__Instructions for the task__.
What is needed is the run of lines from the one with "Place one keypoint per instance of the van rear" through the close of the data, set down exactly.

___ Extracted information

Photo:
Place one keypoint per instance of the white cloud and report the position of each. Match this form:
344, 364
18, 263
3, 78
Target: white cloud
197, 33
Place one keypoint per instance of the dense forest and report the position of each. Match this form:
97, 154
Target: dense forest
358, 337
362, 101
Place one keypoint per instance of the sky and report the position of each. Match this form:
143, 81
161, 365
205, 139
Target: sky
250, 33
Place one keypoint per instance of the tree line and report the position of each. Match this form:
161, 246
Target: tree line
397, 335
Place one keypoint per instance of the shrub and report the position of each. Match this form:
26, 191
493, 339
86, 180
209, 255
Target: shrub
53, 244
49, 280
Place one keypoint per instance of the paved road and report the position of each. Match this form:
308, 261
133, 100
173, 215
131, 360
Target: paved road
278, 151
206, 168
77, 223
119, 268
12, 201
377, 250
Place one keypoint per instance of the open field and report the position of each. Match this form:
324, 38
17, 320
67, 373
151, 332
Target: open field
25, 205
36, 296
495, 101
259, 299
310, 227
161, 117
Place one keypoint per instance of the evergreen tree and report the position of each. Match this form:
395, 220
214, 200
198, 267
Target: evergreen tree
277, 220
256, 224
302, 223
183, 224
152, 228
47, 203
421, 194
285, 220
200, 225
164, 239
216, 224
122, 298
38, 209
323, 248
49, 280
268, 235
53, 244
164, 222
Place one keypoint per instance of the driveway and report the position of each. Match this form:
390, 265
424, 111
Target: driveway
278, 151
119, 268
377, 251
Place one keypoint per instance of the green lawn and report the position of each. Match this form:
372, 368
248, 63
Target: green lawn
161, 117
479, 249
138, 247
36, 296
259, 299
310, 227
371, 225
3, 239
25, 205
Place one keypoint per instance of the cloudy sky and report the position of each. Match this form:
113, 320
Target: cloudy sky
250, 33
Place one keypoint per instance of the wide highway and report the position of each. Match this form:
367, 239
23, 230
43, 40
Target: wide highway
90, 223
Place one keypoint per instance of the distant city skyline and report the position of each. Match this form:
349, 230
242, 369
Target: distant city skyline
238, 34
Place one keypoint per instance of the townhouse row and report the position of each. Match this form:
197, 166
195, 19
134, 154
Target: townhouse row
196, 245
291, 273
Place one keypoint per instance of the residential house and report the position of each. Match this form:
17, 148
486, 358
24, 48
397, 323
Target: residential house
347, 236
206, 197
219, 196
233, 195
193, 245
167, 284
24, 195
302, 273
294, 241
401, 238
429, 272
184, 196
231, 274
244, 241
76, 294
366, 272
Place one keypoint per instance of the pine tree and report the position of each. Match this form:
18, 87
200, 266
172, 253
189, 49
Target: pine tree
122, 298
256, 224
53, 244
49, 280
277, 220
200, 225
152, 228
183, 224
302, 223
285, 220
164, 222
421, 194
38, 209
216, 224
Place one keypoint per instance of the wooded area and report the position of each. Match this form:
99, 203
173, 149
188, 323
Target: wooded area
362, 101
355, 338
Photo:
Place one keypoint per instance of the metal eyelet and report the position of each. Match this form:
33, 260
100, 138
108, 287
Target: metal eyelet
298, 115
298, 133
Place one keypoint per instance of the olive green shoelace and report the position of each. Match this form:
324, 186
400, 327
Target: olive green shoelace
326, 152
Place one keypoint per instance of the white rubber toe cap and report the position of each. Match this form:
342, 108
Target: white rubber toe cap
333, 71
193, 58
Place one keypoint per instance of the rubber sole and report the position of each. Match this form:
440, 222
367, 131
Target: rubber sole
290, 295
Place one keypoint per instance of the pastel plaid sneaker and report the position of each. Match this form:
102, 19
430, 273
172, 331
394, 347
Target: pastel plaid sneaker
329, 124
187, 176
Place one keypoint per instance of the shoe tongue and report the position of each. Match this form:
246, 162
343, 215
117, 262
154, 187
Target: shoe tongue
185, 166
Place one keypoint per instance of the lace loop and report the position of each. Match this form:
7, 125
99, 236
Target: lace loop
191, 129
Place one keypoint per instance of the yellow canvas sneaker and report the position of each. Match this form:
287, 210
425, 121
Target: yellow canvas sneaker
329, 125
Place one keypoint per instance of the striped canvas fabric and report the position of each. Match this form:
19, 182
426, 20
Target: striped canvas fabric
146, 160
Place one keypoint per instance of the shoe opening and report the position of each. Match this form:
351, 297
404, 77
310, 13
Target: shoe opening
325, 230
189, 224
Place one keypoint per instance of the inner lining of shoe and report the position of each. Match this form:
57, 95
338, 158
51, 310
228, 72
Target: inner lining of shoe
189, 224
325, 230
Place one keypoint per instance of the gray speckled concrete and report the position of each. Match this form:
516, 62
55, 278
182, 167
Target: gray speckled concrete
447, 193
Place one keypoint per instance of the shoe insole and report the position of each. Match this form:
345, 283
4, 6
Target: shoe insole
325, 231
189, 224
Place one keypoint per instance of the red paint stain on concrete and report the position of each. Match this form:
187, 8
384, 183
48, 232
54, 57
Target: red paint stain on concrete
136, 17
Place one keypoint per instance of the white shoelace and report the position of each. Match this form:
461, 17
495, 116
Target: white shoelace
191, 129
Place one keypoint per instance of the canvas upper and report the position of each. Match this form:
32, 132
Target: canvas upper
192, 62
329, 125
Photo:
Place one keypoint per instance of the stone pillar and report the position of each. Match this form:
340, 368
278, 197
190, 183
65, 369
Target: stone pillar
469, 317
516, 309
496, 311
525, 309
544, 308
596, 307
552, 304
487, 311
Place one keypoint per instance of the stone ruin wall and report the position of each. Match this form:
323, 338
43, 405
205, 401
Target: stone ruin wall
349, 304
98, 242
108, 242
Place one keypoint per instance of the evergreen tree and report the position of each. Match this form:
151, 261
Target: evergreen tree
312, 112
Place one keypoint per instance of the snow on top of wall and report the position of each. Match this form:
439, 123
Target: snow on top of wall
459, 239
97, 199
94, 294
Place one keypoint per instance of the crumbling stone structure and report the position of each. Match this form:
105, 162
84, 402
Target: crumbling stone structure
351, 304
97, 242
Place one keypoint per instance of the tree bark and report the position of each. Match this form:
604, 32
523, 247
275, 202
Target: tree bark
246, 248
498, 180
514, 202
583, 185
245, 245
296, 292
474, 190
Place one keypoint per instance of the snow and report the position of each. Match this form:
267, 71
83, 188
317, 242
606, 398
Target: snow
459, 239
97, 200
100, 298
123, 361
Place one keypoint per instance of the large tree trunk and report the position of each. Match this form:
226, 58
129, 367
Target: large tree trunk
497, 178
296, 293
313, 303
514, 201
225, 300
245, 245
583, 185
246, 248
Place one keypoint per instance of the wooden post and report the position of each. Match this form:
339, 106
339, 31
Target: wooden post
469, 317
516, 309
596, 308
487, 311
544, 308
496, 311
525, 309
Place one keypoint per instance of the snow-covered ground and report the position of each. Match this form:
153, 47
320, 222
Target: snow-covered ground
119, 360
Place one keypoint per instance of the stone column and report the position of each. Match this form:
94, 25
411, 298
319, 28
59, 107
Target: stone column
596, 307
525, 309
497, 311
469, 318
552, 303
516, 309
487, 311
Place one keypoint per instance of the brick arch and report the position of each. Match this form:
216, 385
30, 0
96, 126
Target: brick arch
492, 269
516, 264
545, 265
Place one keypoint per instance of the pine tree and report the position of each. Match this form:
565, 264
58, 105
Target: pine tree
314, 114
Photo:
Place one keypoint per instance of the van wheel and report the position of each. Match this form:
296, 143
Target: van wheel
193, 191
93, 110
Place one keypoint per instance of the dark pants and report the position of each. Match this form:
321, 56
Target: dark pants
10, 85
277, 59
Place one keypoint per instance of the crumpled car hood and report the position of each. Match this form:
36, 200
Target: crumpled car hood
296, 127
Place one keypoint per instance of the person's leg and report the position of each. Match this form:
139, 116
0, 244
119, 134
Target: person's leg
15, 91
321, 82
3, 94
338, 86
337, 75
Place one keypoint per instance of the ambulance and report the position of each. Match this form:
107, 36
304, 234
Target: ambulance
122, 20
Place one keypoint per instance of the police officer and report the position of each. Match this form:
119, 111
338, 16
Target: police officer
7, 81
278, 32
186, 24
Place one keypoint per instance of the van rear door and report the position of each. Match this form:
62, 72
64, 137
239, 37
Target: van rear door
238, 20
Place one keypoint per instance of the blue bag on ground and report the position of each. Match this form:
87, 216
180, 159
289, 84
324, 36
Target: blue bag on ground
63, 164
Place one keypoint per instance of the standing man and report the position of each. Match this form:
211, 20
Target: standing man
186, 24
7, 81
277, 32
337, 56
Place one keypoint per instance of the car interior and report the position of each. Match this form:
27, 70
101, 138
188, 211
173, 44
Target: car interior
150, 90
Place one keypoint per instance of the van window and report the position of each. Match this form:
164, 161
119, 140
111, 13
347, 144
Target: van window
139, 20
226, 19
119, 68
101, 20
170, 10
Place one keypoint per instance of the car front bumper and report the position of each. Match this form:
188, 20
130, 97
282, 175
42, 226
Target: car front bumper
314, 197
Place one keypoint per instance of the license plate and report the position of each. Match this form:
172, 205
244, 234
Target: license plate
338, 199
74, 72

______

__Reply__.
Place one keypoint per instance of the van rear door and report the position of each. Match this form:
62, 72
64, 137
239, 37
Target: van rear door
238, 20
Place one keypoint per instance of the blue bag on ground and report the position of each. Match this form:
87, 216
180, 159
289, 84
324, 36
Target: blue bag on ground
63, 164
Place one keypoint per instance of the standing man and report the position of each. Match this form:
211, 20
Target: standing man
186, 24
7, 81
277, 32
337, 56
Place one keypoint per instance of the car interior and report the position of each. Match this form:
27, 70
101, 138
188, 211
173, 44
Target: car interior
150, 90
Place one keypoint per instance of the van window and report the position of each. Match this form:
164, 161
119, 140
111, 13
347, 144
Target: van window
139, 20
226, 19
119, 68
101, 20
170, 10
Place one keypoint per instance of the car front bumper and report the position of each. Match this form:
188, 20
130, 97
282, 175
42, 226
Target: car front bumper
314, 197
Place one keypoint per instance of the license plate and report the position of each. Match this form:
172, 205
244, 234
Target: license plate
338, 199
74, 72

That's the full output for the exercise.